- **DIRECTIONS**
Only the lines containing "neck" belong in the answer; find them in the material below.

:: RECORDS FOR THE TASK ::

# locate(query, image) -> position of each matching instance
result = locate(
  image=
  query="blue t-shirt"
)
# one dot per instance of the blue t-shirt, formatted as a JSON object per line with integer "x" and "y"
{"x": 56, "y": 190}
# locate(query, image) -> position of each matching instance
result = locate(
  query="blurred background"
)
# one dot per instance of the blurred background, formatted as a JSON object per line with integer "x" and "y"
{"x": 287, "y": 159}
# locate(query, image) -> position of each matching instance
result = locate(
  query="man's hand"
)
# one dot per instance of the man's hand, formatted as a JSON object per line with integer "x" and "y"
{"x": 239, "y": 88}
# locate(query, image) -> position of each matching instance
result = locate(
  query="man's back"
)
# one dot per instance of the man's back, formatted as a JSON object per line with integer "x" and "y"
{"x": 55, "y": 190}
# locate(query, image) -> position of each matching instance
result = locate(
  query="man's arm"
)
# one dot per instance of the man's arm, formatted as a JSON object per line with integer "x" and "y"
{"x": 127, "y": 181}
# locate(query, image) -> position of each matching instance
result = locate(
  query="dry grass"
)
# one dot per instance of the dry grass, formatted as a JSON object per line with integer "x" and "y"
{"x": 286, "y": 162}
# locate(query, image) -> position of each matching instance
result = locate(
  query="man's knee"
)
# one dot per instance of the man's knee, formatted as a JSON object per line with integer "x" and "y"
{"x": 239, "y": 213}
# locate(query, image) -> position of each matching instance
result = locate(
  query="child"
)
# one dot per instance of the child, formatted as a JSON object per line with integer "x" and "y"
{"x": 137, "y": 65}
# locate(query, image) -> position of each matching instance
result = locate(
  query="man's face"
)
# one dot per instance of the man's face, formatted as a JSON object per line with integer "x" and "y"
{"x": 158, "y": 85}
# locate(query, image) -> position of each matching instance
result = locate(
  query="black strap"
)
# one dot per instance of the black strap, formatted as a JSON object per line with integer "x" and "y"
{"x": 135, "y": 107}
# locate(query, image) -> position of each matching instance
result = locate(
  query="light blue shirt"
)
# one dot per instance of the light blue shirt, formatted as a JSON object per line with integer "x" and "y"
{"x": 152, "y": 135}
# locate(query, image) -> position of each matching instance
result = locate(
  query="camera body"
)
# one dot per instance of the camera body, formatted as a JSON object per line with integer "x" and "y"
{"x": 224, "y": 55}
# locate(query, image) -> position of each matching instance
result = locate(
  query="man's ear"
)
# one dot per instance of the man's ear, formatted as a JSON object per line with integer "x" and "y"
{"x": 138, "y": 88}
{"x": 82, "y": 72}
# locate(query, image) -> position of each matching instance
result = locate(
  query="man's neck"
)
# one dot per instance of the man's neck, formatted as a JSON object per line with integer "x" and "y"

:::

- **THE ANSWER**
  query="man's neck"
# one dot per instance of the man's neck, formatted as a JSON object per line with integer "x" and "y"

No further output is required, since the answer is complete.